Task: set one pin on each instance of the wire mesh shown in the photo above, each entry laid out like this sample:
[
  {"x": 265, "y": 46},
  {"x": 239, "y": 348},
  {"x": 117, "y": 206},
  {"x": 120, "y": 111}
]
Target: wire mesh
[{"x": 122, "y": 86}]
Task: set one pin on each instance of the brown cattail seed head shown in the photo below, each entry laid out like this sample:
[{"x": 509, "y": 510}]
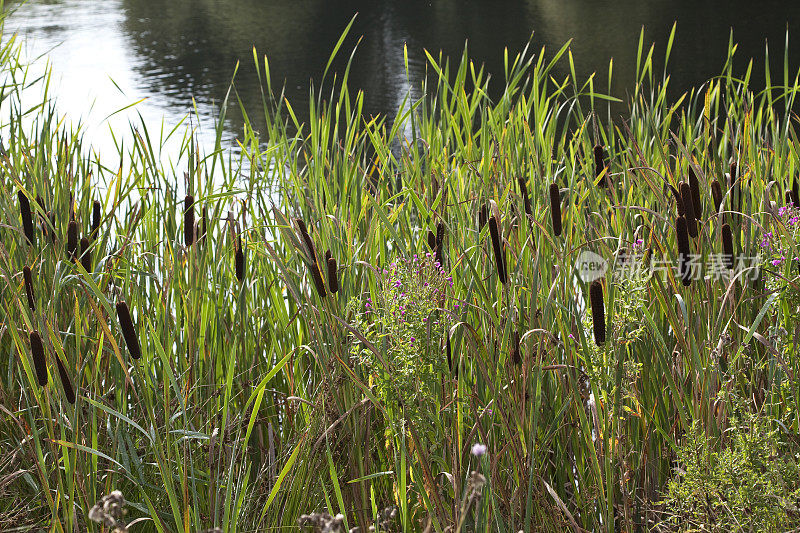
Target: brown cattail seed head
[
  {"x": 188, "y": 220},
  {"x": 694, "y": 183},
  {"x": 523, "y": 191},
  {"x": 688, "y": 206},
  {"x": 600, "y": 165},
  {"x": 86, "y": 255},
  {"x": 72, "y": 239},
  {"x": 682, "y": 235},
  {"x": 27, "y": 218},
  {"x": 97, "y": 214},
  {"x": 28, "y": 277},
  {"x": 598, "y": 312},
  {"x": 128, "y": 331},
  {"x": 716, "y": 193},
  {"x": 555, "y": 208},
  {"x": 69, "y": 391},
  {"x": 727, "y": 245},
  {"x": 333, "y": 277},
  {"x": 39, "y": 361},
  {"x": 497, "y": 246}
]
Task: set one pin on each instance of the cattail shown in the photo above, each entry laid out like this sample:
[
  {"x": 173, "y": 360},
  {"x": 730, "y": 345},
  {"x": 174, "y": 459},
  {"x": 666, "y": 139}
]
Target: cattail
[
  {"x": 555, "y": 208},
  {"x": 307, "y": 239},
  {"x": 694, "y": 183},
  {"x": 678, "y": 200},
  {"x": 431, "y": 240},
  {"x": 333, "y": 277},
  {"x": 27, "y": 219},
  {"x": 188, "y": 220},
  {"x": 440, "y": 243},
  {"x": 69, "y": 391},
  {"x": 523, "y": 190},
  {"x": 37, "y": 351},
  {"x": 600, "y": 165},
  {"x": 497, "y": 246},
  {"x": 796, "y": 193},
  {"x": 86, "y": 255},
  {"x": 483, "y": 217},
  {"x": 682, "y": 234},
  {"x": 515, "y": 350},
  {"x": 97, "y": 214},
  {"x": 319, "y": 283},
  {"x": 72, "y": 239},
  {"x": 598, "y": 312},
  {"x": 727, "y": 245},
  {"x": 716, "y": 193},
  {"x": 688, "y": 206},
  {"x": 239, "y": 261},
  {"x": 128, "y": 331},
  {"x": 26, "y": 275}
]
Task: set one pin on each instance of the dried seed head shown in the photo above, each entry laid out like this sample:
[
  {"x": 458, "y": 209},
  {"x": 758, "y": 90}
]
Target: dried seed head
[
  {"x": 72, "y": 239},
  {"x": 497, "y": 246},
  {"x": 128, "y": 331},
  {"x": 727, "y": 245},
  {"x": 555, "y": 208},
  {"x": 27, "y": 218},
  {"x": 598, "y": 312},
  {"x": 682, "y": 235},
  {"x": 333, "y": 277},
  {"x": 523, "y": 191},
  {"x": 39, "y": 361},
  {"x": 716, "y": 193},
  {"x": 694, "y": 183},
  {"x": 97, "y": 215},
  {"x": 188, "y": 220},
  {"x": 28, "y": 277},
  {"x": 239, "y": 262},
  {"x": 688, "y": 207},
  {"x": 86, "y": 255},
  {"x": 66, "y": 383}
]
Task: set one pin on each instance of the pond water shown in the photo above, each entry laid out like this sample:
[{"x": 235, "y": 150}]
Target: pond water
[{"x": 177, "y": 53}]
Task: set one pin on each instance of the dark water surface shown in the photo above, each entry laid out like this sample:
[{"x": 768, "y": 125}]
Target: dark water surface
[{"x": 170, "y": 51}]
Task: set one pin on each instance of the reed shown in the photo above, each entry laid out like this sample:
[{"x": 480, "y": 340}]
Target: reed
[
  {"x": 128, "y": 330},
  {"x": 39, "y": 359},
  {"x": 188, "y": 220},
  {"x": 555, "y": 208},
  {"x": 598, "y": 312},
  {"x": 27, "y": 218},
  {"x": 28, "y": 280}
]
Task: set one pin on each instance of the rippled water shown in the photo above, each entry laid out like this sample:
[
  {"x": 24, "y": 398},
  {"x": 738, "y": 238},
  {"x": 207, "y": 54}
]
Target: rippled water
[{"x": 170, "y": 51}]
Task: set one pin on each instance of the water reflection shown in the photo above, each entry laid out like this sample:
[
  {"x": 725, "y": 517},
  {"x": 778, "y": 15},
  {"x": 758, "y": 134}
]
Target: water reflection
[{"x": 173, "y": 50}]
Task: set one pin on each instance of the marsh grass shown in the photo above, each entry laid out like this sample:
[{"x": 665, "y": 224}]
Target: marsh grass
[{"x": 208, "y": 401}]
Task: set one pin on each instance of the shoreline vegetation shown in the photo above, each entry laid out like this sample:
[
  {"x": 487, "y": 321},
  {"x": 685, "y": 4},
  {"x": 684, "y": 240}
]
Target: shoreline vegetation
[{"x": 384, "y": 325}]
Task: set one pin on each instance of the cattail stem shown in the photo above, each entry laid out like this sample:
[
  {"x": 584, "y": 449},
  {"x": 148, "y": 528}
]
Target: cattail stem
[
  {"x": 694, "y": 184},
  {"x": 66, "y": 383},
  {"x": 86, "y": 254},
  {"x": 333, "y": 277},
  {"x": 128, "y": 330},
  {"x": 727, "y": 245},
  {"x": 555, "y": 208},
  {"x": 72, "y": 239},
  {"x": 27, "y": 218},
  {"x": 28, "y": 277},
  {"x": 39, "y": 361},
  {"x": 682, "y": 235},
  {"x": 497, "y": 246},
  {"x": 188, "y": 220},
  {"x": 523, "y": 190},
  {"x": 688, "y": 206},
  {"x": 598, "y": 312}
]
---
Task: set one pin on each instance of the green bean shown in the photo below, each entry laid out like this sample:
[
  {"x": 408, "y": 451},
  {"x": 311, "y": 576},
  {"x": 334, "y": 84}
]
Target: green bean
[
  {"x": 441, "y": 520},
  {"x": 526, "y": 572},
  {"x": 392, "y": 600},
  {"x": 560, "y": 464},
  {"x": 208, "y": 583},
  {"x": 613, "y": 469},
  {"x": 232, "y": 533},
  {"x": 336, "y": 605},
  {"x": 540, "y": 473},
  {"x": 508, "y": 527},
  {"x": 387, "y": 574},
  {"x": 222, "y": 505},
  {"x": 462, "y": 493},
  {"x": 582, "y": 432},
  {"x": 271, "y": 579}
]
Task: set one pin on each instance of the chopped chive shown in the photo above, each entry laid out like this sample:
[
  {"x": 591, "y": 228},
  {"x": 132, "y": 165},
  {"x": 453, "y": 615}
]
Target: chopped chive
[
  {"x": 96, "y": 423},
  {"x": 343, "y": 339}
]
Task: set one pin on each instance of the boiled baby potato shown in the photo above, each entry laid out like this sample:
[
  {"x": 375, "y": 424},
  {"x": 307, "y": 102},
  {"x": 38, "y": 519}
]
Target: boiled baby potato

= WHAT TO PRODUCE =
Where the string "baby" occurs in a line of the material above, copy the whole line.

= RESULT =
Task: set one pin on each instance of the boiled baby potato shown in the photo above, each entry laid out like this sample:
Target: boiled baby potato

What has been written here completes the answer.